** Start **

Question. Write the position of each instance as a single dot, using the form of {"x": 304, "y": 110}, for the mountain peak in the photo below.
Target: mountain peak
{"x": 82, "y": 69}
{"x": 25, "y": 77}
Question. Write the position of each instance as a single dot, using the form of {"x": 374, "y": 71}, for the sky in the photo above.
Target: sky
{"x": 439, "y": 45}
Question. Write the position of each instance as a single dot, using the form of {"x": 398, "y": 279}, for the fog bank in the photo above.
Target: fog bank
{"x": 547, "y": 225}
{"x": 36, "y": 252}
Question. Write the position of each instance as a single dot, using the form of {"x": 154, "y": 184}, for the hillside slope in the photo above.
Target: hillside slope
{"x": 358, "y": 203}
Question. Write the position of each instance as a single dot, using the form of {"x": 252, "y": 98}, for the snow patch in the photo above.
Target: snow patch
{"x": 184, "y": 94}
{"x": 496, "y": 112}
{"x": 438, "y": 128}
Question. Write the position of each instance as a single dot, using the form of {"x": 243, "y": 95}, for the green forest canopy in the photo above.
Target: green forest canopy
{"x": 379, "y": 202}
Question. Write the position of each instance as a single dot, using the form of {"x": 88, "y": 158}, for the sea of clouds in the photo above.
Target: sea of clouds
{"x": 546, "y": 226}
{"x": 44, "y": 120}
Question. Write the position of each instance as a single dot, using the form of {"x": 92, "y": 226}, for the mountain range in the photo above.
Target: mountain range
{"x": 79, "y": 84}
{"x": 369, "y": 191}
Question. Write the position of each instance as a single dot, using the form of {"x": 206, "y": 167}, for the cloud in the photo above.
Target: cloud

** End **

Exercise:
Type out the whole listing above again, exactly as it stands.

Response to this task:
Question. Write the position of each instance as a single dot, using the form of {"x": 304, "y": 110}, for the mountain peak in the photo below.
Target: mountain peak
{"x": 82, "y": 69}
{"x": 25, "y": 77}
Question. Write the position of each instance as a single dot, using the form of {"x": 374, "y": 71}, for the sky in the photo above.
Target: sky
{"x": 439, "y": 45}
Question. Write the position of each instance as a single dot, using the form of {"x": 398, "y": 279}, for the fog bank in the photo above.
Target: fog bank
{"x": 547, "y": 225}
{"x": 36, "y": 252}
Question. Write the position of each instance as a single dot, using the form of {"x": 154, "y": 184}, for the hillside slope in the photo above.
Target: hillside slope
{"x": 358, "y": 203}
Question. Write the position of each instance as a single dot, using the form of {"x": 252, "y": 98}, for the snow patch in the photo above.
Target: snow patch
{"x": 184, "y": 94}
{"x": 496, "y": 112}
{"x": 438, "y": 128}
Question. Write the position of each instance as a single dot, using the form of {"x": 243, "y": 95}, for the green forest canopy in the photo above.
Target: green forest canopy
{"x": 379, "y": 202}
Question. Write the position of each instance as a single dot, using the form of {"x": 88, "y": 158}, for the sea of clouds in the photo above.
Target: sea of clouds
{"x": 546, "y": 226}
{"x": 44, "y": 120}
Question. Write the position of each instance as a single dot, using the form of {"x": 92, "y": 226}, for the mountain range in the photo above.
Target: mountain range
{"x": 79, "y": 84}
{"x": 369, "y": 191}
Question. Write the position of each instance as a single dot, using the form of {"x": 206, "y": 167}, for the cloud in the photo above.
Target: cloud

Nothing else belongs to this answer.